EXERCISE GOAL
Transcribe the lines of the records starting with the one that has "In this exercise you will tag the gutter" in it and ending with the last, and transcribe nothing else.

WORKING DATA
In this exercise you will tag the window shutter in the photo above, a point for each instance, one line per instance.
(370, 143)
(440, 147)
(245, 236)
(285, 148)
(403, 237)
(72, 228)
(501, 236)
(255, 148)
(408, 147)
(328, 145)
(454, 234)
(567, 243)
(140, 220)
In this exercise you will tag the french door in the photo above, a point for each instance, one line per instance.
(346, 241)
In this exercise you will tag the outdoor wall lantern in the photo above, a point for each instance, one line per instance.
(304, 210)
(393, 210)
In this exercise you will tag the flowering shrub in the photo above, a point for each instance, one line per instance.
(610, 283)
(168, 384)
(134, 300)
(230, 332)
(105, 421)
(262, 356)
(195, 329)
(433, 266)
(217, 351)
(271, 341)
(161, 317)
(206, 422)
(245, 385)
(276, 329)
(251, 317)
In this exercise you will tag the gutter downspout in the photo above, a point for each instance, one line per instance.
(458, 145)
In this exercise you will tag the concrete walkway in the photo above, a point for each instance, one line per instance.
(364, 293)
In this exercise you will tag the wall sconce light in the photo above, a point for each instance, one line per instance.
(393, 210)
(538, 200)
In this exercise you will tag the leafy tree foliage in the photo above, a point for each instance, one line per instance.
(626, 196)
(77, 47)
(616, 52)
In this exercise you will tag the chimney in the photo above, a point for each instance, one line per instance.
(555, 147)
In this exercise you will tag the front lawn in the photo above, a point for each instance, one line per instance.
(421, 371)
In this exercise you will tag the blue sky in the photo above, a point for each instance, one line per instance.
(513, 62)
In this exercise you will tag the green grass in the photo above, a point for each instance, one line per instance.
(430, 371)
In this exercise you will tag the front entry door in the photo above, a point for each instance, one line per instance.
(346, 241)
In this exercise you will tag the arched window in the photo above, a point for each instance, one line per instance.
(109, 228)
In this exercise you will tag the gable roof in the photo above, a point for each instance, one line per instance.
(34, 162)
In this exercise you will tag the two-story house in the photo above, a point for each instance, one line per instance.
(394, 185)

RESULT BELOW
In this exercise you will tag the gutter downspout in the photo above, a point for each instance, one line per instance.
(458, 145)
In this exercise you will tag the concrete walkway in the photo above, a point for each instance, one line per instance.
(364, 293)
In this exercise you will tag the wall sconce light in the photo above, a point for each instance, one line per instance.
(393, 210)
(538, 200)
In this exercise you will tag the leafy tree foliage in the photo above, a point for each instance, one line per instance.
(626, 196)
(77, 47)
(616, 52)
In this exercise you will tag the chimney in the photo above, a point for each instance, one line per instance.
(555, 147)
In this exercise you will tag the front lawn in the photo above, a point for each instance, one line per instance.
(421, 371)
In this exercise you will tag the blue sky in the photo above, a point for each instance, one line per instance.
(513, 62)
In this exercise you will tag the green grass in the photo above, a point for each instance, one line per instance.
(430, 371)
In this exercise you will tag the front entry door in the photo above, a point for each instance, one line per instance.
(346, 241)
In this exercise you will tag the arched window in the photo above, a point for each instance, one line per instance.
(109, 228)
In this exercise you will tag the gable roof in the photo above, a point for each instance, one line per instance.
(34, 162)
In this exercise you will tag the two-story house in the photo above, a point for each instance, one line per instance.
(394, 185)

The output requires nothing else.